**** DATA PROVIDED ****
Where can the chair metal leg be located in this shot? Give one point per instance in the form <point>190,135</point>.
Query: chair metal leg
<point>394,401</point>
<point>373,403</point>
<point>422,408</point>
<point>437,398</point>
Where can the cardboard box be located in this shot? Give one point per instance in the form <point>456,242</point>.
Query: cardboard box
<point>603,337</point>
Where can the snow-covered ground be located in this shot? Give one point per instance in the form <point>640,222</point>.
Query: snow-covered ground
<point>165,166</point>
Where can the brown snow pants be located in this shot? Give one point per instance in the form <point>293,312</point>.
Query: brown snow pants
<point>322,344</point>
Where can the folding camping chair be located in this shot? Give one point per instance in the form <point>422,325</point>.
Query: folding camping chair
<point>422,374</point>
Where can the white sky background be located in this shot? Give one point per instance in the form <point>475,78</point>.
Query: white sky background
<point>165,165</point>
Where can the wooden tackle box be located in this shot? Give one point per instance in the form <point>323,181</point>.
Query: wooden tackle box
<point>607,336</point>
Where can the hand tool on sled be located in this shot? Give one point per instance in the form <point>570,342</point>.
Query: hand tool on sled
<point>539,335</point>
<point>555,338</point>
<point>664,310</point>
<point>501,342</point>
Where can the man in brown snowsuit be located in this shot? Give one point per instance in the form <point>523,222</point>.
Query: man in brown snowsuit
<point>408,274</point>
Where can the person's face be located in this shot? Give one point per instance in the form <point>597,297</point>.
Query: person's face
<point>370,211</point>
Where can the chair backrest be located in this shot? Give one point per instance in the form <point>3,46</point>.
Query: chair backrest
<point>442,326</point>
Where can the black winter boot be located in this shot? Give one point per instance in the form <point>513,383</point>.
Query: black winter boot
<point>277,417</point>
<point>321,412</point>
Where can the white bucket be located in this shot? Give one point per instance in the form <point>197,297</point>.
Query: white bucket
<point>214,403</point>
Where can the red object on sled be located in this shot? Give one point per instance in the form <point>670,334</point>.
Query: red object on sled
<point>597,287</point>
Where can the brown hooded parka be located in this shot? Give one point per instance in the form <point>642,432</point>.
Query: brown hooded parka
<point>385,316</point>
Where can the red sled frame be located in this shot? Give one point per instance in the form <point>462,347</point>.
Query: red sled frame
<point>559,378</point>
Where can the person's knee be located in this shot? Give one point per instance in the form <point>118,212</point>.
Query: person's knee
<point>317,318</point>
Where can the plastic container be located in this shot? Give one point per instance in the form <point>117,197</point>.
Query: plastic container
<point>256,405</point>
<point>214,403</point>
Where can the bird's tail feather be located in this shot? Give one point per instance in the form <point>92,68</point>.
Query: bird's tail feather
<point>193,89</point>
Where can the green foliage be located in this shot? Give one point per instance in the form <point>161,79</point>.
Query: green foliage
****
WORK INSTRUCTIONS:
Reproduce every one of the rows above, switching "be located" to "be found" wherever it occurs and leaving all else unchanged.

RESPONSE TO THE TASK:
Where can the chair metal leg be found in this shot? Give one point per instance in the form <point>190,135</point>.
Query: chair metal leg
<point>394,401</point>
<point>373,403</point>
<point>422,408</point>
<point>437,398</point>
Where can the cardboard box be found in this shot? Give one point per instance in the form <point>456,242</point>.
Query: cardboard box
<point>603,337</point>
Where can the snow-covered ground be found in this shot? Give one point per instance in the form <point>640,222</point>.
Query: snow-covered ground
<point>165,166</point>
Where can the brown snow pants be found in this shot? Give one point per instance in the form <point>293,312</point>.
Query: brown snow pants
<point>322,344</point>
Where can the folding camping chair be found in this shot? Give one point per instance in the form <point>422,325</point>.
Query: folding camping chair
<point>422,374</point>
Where can the white sky background be found in this shot? Give one point per instance in the form <point>475,78</point>.
Query: white sky background
<point>165,165</point>
Where can the wooden tackle box be found in this shot? Give one point per instance in the form <point>323,181</point>.
Query: wooden tackle box
<point>607,336</point>
Where can the hand tool on sled be found in this shot? Give one point per instance in the form <point>570,342</point>.
Query: hand tool on sled
<point>539,335</point>
<point>555,338</point>
<point>664,310</point>
<point>501,342</point>
Where can the man in brown snowsuit be found in this shot? Give one point per instance in the form <point>523,222</point>.
Query: man in brown snowsuit
<point>408,274</point>
Where can the person's face be found in this shot? Give one point per instance in the form <point>597,297</point>.
Query: person's face
<point>370,211</point>
Where can the chair backrest be found in this shot? Give one point per instance in the form <point>3,46</point>.
Query: chair backrest
<point>442,326</point>
Where can the black winter boot be found in this shot? Give one point per instance in the form <point>513,383</point>.
Query: black winter boot
<point>277,417</point>
<point>321,412</point>
Where can the white bucket be found in this shot? Give one point per instance in the form <point>197,297</point>.
Query: white bucket
<point>214,403</point>
Where can the red object on sled be found in this shot? Give one point per instance in the form <point>670,334</point>.
Query: red object on sled
<point>597,287</point>
Where can the brown hooded parka be found in this shot? Give one point per instance in the form <point>642,432</point>.
Query: brown hooded parka
<point>385,316</point>
Where can the red sled frame be found in this shot? Give one point per instance in the form <point>462,347</point>.
Query: red sled frame
<point>559,378</point>
Where can the person's knee be found in this shot? Give one point per instance in the form <point>118,212</point>.
Query: person's knee
<point>317,318</point>
Where can the plastic container be found in this shot? Give one point per instance in the form <point>117,197</point>.
Query: plastic container
<point>256,405</point>
<point>214,403</point>
Where can the bird's tail feather be found in this shot? Give one point per instance in the form <point>92,68</point>.
Query: bird's tail feather
<point>193,89</point>
Where can the green foliage be found in this shot? Give one point per instance in the form <point>161,79</point>.
Query: green foliage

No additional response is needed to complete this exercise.